● Assignment
Extract from the entries below, exactly as given, only the lines from the line containing "Drop a marker on the forearm, one" to the line containing "[(179, 75), (591, 357), (173, 124)]", both lines included.

● Data for this exercise
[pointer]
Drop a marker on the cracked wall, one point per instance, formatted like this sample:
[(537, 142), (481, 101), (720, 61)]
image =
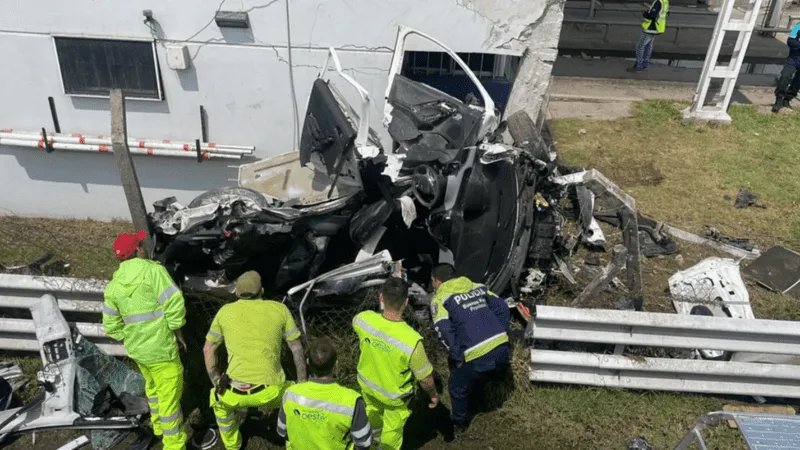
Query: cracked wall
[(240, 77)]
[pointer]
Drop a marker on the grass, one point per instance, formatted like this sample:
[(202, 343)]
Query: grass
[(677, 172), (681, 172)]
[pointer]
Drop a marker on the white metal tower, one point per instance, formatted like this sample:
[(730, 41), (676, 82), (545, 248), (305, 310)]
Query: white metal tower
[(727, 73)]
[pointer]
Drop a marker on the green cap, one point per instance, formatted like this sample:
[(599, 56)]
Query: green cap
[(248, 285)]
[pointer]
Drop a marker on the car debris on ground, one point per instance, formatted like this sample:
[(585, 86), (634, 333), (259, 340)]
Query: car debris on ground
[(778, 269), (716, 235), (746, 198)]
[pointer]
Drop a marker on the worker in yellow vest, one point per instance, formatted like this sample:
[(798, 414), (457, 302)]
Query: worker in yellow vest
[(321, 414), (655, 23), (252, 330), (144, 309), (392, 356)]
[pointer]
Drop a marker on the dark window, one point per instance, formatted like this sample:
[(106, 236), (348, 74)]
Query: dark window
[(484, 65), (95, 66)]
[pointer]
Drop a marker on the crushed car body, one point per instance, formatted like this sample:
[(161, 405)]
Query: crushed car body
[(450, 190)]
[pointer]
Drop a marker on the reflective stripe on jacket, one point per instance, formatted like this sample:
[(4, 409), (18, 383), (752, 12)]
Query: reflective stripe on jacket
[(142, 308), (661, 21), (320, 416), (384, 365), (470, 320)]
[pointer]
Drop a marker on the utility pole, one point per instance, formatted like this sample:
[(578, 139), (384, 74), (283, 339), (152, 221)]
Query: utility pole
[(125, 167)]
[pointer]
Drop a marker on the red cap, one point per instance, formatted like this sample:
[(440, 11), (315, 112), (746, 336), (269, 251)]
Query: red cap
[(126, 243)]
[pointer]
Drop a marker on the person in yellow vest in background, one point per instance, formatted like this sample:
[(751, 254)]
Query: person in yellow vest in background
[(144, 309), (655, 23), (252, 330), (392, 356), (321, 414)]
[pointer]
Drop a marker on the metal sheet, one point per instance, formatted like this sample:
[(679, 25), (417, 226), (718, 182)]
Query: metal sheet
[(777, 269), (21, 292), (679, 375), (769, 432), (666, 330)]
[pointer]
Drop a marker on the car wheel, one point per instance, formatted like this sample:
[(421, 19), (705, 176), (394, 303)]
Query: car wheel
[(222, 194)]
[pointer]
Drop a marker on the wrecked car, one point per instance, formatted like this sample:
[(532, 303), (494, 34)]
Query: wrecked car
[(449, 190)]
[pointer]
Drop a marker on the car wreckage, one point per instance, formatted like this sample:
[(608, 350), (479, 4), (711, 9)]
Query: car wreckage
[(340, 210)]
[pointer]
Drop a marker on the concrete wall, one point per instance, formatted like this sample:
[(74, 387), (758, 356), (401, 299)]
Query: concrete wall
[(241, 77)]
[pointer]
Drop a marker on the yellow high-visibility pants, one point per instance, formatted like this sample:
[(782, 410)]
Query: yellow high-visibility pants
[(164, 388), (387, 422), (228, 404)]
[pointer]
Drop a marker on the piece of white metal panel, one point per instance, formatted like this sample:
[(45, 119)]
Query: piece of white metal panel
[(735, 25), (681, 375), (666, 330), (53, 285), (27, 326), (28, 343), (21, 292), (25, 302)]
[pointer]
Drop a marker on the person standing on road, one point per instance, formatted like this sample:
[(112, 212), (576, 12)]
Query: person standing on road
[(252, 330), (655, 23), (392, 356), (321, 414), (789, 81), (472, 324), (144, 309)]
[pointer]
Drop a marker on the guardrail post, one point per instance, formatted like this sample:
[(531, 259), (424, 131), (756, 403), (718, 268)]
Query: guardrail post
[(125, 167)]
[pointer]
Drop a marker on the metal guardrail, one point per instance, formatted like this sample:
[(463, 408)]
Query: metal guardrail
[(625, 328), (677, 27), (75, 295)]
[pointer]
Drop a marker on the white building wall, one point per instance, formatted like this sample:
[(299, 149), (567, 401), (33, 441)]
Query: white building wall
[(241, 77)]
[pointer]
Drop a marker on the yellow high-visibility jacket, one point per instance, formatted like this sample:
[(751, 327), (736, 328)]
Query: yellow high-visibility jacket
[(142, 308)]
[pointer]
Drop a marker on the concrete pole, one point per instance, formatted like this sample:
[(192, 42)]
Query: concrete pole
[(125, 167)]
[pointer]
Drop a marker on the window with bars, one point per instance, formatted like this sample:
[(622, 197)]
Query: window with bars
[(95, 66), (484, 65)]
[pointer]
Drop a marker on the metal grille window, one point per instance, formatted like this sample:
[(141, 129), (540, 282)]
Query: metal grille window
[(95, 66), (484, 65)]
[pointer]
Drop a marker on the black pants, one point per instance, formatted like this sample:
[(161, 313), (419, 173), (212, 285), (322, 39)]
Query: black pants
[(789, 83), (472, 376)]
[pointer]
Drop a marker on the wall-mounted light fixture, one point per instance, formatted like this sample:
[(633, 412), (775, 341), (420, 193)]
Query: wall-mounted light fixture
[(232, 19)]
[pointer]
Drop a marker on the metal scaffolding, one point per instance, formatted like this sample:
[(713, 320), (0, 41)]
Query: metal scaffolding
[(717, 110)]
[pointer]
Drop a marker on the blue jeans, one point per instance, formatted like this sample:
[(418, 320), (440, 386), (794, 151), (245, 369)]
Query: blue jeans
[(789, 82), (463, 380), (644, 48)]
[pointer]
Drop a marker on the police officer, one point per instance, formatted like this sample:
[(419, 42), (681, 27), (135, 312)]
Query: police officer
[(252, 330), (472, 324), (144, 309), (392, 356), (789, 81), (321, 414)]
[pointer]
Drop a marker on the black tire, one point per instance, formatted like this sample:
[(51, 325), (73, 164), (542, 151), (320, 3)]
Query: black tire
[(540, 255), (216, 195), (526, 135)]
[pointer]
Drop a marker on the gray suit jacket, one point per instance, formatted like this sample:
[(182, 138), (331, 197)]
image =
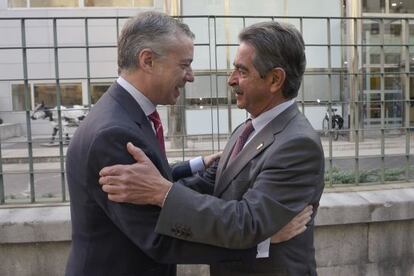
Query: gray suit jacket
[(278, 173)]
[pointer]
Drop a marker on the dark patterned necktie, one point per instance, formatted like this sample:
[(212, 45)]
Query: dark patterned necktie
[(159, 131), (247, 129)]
...
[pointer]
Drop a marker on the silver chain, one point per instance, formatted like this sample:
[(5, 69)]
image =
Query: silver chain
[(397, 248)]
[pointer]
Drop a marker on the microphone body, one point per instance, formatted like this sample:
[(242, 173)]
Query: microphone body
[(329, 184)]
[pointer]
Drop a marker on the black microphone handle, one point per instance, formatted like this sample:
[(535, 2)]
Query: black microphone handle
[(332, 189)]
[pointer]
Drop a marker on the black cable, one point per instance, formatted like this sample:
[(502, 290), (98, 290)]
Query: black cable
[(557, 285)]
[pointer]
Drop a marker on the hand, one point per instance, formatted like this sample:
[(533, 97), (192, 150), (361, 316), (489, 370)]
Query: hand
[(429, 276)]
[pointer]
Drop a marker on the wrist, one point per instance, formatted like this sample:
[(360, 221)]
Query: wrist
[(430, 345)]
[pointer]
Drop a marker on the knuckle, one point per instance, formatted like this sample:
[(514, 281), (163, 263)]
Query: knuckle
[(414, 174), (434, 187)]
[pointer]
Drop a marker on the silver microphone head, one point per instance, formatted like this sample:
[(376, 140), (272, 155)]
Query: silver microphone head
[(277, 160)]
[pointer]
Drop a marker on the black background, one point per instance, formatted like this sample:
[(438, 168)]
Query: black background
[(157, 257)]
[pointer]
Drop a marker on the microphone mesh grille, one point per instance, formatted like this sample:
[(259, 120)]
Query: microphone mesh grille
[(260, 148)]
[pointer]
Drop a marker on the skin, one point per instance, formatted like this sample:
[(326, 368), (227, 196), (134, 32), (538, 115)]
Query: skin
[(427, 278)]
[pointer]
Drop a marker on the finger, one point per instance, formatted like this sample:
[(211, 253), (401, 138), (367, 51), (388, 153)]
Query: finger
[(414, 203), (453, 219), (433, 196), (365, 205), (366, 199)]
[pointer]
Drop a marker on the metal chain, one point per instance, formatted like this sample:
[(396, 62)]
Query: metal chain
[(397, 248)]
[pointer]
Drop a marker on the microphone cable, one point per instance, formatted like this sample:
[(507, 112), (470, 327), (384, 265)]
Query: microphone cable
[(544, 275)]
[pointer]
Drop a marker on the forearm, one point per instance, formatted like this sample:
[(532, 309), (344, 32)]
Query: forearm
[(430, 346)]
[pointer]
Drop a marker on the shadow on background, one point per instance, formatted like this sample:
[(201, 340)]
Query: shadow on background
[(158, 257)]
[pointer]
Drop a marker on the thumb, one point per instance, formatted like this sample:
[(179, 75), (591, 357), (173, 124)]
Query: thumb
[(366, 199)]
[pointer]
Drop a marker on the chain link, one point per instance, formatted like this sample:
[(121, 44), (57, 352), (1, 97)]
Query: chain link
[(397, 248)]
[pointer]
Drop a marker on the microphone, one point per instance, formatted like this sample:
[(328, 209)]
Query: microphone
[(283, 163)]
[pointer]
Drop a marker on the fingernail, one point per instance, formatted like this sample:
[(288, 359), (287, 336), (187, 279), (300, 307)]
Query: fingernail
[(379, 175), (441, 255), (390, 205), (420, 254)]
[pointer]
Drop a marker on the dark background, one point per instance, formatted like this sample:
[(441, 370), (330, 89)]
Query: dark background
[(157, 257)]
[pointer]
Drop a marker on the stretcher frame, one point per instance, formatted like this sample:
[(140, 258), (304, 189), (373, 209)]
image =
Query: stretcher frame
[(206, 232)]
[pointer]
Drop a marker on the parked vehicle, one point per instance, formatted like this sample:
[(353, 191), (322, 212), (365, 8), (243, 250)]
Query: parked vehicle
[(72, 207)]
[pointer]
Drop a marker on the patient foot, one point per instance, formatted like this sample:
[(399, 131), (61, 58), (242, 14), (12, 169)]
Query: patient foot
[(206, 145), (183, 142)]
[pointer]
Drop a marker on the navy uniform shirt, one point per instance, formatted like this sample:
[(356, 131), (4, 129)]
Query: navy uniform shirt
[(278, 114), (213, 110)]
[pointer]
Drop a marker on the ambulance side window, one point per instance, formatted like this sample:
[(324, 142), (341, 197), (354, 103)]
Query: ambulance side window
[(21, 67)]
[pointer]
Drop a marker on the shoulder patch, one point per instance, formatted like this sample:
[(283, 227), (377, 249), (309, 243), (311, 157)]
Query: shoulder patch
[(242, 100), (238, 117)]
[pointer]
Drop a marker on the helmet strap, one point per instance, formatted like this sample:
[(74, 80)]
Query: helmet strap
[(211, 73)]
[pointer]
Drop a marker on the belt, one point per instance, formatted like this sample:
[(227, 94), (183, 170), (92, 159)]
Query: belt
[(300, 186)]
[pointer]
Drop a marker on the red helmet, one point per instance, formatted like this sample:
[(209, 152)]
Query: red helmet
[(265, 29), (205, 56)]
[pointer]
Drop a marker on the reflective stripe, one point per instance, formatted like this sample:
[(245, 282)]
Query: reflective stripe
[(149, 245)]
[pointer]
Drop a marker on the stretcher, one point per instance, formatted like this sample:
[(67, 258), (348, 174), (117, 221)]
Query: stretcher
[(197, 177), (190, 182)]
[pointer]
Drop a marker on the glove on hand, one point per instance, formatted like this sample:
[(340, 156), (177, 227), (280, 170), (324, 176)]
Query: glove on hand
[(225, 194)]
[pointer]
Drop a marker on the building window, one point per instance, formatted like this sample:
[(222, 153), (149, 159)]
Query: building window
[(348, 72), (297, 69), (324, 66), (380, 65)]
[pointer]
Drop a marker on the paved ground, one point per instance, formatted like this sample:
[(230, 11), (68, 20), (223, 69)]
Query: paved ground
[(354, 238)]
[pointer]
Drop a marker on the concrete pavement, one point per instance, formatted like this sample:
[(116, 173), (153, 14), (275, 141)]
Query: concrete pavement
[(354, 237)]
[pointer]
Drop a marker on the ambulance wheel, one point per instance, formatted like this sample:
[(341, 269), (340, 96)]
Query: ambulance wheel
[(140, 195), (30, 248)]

● Response box
Drop a marker on the forearm, one point per instance, formatted like this sample:
[(532, 309), (344, 32)]
Query: forearm
[(430, 346)]
[pointer]
Drop a marker on the shadow on background, one point per instance, formatted like this sample:
[(201, 340)]
Query: shadow on background
[(158, 257)]
[pointer]
Drop a marker on the thumb, one point per instance, formatted like this sample:
[(179, 75), (591, 357), (173, 124)]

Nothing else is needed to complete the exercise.